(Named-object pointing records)
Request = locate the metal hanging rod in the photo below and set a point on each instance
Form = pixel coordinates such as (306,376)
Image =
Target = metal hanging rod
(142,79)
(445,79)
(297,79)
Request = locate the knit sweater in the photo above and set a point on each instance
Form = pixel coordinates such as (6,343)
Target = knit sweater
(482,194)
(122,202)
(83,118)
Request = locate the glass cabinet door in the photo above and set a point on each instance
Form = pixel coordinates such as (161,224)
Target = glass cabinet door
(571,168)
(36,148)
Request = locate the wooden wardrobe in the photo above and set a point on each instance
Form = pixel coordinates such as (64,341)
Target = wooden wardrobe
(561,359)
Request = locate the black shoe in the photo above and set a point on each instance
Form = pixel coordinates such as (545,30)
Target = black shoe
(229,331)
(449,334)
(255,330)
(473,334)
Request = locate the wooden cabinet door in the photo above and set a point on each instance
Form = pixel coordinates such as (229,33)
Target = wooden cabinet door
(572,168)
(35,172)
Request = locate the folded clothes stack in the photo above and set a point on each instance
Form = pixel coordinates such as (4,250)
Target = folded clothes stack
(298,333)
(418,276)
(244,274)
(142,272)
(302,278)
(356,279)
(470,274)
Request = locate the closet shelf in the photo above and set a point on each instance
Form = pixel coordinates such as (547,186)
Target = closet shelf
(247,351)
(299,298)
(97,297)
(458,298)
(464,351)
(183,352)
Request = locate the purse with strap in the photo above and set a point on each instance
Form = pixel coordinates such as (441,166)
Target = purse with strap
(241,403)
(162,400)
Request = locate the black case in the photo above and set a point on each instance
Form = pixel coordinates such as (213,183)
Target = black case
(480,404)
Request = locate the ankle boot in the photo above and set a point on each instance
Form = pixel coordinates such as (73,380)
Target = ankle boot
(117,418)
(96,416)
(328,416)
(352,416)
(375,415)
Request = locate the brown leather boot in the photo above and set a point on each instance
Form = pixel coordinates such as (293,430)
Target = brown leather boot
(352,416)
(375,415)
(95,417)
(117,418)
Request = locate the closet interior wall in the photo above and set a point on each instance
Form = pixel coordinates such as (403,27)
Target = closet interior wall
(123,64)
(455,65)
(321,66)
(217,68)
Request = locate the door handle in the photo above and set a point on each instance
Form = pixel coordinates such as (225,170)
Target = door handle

• **What is needed**: Write an exact transcription of every entry above.

• **Task answer**:
Request = locate the metal hanging rod in the photo below and set a point on each instance
Form = pixel coordinates such as (306,376)
Image =
Target = metal hanging rod
(142,79)
(445,79)
(297,79)
Request = locate the knit sweater in the photo above and set a point on each instance
Form = pixel coordinates such as (6,343)
Target = knit sweater
(482,194)
(122,202)
(83,118)
Request = locate the glass cabinet door in the photo above and set a point on each instance
Form = pixel coordinates such as (161,224)
Target = glass cabinet door
(571,168)
(36,148)
Request = locate the wooden wardrobe in the photo above and set a point on each instance
Form = pixel coordinates such as (64,341)
Target = wooden wardrobe
(561,359)
Request = locate the black shoe in the photo above and set a point on each instance
Form = pixel coordinates such as (545,30)
Target = black shoe
(229,331)
(449,334)
(255,330)
(473,334)
Request = locate the wooden cabinet door in the photo above and set a point on each instance
Form = pixel coordinates such as (229,33)
Target = wooden cabinet door
(572,168)
(35,172)
Request = locate the folded clothes stack in the photo above and set a point on each instance
Form = pixel coordinates such as (4,250)
Target = folded clothes stack
(298,333)
(418,276)
(244,274)
(142,272)
(302,278)
(356,279)
(470,274)
Request = locate the closet shelf in the photo above and set a point on each instance
Form = pixel coordinates such as (547,186)
Target = closet shelf
(247,351)
(299,298)
(97,297)
(458,298)
(464,351)
(183,352)
Request = locate the purse with strap in the photo above and set a point on each instance
Form = pixel coordinates such as (441,166)
Target = purse with strap
(241,403)
(162,400)
Request = locate the black case in the photo above and set a point on each instance
Form = pixel coordinates such as (213,183)
Target = black case
(480,404)
Request = locate the ankle boot in the photo above and set a point on each instance
Form = pixel coordinates such as (73,380)
Target = ankle boot
(117,418)
(96,416)
(328,416)
(352,416)
(375,415)
Request = locate the brown leather boot in the photo above and set a point on each instance
Form = pixel coordinates such as (293,430)
Target = brown leather boot
(352,416)
(375,415)
(95,417)
(117,418)
Request = locate the closet interior wall in the photo above and set a point on each instance
Form = pixel coordinates such as (403,27)
Target = closet interior wall
(123,64)
(455,65)
(321,66)
(217,68)
Request = locate the door handle in the photo above and set a point on each instance
Form = pixel coordinates such as (225,170)
Target = door handle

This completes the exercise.